--- Provided information ---

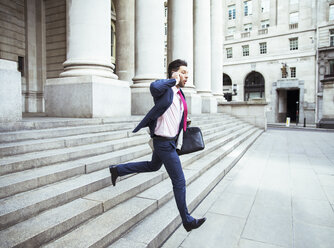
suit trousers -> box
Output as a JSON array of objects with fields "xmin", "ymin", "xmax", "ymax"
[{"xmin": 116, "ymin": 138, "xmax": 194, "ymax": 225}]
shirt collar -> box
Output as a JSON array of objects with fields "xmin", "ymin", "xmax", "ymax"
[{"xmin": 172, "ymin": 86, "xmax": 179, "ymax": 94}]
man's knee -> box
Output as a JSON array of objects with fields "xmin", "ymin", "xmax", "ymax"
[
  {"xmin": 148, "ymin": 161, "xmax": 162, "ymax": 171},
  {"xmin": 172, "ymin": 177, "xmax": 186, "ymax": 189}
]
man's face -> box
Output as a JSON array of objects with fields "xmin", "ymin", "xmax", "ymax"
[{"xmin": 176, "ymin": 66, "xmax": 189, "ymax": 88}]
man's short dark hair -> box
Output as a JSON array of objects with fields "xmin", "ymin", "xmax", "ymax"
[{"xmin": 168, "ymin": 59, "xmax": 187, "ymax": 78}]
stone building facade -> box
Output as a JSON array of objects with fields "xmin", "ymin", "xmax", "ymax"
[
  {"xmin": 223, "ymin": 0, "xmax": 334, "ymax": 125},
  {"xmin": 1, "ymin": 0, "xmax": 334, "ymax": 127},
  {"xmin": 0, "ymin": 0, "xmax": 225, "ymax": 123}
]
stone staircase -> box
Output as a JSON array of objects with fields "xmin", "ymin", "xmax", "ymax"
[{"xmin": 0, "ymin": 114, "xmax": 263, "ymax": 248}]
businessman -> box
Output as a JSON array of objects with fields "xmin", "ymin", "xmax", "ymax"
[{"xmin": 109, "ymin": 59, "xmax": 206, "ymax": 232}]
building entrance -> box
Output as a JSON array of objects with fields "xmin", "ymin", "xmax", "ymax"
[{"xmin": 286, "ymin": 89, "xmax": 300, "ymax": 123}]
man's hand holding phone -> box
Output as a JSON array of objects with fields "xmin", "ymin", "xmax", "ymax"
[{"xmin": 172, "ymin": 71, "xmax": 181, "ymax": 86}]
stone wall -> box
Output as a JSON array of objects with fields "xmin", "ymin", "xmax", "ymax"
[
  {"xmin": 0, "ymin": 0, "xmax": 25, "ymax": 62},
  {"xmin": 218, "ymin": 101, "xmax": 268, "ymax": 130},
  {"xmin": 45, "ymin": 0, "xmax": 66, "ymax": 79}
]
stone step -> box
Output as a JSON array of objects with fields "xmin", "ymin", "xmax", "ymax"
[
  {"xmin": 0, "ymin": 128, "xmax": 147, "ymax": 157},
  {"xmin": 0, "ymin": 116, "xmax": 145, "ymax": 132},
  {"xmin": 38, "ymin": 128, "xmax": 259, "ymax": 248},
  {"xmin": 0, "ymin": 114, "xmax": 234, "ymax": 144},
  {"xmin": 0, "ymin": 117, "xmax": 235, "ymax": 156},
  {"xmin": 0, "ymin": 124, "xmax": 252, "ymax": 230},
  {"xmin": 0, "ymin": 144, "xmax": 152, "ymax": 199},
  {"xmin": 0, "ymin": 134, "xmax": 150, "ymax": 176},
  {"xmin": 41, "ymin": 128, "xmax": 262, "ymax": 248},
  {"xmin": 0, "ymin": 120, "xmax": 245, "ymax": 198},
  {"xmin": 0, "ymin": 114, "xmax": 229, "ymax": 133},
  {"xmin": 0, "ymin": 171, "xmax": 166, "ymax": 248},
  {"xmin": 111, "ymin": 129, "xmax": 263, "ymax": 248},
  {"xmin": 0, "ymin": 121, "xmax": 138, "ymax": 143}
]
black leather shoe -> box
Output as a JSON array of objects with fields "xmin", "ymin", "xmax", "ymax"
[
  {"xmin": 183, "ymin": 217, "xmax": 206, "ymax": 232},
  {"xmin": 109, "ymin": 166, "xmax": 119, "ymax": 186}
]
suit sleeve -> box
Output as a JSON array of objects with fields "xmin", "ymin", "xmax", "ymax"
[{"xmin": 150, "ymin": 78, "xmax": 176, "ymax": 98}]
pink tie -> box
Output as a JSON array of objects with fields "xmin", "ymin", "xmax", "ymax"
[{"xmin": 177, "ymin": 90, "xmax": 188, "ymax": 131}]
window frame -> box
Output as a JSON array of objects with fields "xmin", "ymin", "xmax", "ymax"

---

** What the task asks **
Return the entries above in full and unchanged, omitting every image.

** Your response **
suit trousers -> box
Output as a JSON array of objects with fields "xmin", "ymin", "xmax", "ymax"
[{"xmin": 116, "ymin": 138, "xmax": 194, "ymax": 225}]
shirt collar -> box
Output as a JSON array of objects with fields "xmin", "ymin", "xmax", "ymax"
[{"xmin": 172, "ymin": 86, "xmax": 179, "ymax": 94}]
man's knee -> box
Output as a JSON array of objects with fields "xmin", "ymin", "xmax", "ymax"
[
  {"xmin": 148, "ymin": 161, "xmax": 162, "ymax": 171},
  {"xmin": 172, "ymin": 177, "xmax": 186, "ymax": 189}
]
man's face -> box
Output as a JSON array of objects with fields "xmin", "ymin", "xmax", "ymax"
[{"xmin": 176, "ymin": 66, "xmax": 189, "ymax": 88}]
man's short dark hair -> box
Output as a JSON array of objects with fields "xmin", "ymin", "xmax", "ymax"
[{"xmin": 168, "ymin": 59, "xmax": 187, "ymax": 78}]
stone building facade -> box
Output as a JSON array of objects with fields "xmin", "ymin", "xmax", "ymax"
[
  {"xmin": 223, "ymin": 0, "xmax": 334, "ymax": 125},
  {"xmin": 1, "ymin": 0, "xmax": 334, "ymax": 127},
  {"xmin": 0, "ymin": 0, "xmax": 225, "ymax": 123}
]
stone staircase -> box
Output as a JSON array of objects with fields "xmin", "ymin", "xmax", "ymax"
[{"xmin": 0, "ymin": 114, "xmax": 263, "ymax": 248}]
businessman -> box
Output as a JSON array of objects with fields "xmin", "ymin", "xmax", "ymax"
[{"xmin": 109, "ymin": 59, "xmax": 206, "ymax": 232}]
building entrance -> box
Output as a JSON array of objects with fields "xmin", "ymin", "xmax", "ymax"
[{"xmin": 286, "ymin": 89, "xmax": 300, "ymax": 123}]
man's hand holding phone -> box
Output as a JSON array of objects with fields "xmin", "ymin", "xmax", "ymax"
[{"xmin": 172, "ymin": 71, "xmax": 181, "ymax": 86}]
stone wall -> box
Output as a JSON array of objects with fields "xmin", "ymin", "xmax", "ymax"
[
  {"xmin": 0, "ymin": 0, "xmax": 25, "ymax": 62},
  {"xmin": 218, "ymin": 101, "xmax": 268, "ymax": 130},
  {"xmin": 45, "ymin": 0, "xmax": 66, "ymax": 79}
]
stone step -> box
Output as a JSON array of objects with fields "xmin", "ymin", "xmax", "ymax"
[
  {"xmin": 0, "ymin": 128, "xmax": 147, "ymax": 157},
  {"xmin": 0, "ymin": 116, "xmax": 145, "ymax": 132},
  {"xmin": 38, "ymin": 128, "xmax": 259, "ymax": 248},
  {"xmin": 0, "ymin": 114, "xmax": 234, "ymax": 144},
  {"xmin": 0, "ymin": 117, "xmax": 235, "ymax": 156},
  {"xmin": 0, "ymin": 124, "xmax": 252, "ymax": 230},
  {"xmin": 0, "ymin": 144, "xmax": 152, "ymax": 199},
  {"xmin": 0, "ymin": 134, "xmax": 150, "ymax": 176},
  {"xmin": 41, "ymin": 128, "xmax": 262, "ymax": 248},
  {"xmin": 0, "ymin": 120, "xmax": 245, "ymax": 198},
  {"xmin": 0, "ymin": 114, "xmax": 229, "ymax": 133},
  {"xmin": 0, "ymin": 171, "xmax": 166, "ymax": 248},
  {"xmin": 111, "ymin": 129, "xmax": 263, "ymax": 248},
  {"xmin": 0, "ymin": 121, "xmax": 138, "ymax": 143}
]
black leather shoe -> box
Output as a JSON array of objects with fields "xmin", "ymin", "xmax", "ymax"
[
  {"xmin": 183, "ymin": 217, "xmax": 206, "ymax": 232},
  {"xmin": 109, "ymin": 166, "xmax": 119, "ymax": 186}
]
suit sleeve -> box
Output as a JSON array of objects with fields "xmin", "ymin", "xmax", "ymax"
[{"xmin": 150, "ymin": 78, "xmax": 176, "ymax": 98}]
pink tie -> box
Output as a JSON array of objects with fields "xmin", "ymin", "xmax", "ymax"
[{"xmin": 177, "ymin": 90, "xmax": 188, "ymax": 131}]
window frame -> box
Output as a JSON array of objects with fields "xmin", "ymin", "xmax", "ymax"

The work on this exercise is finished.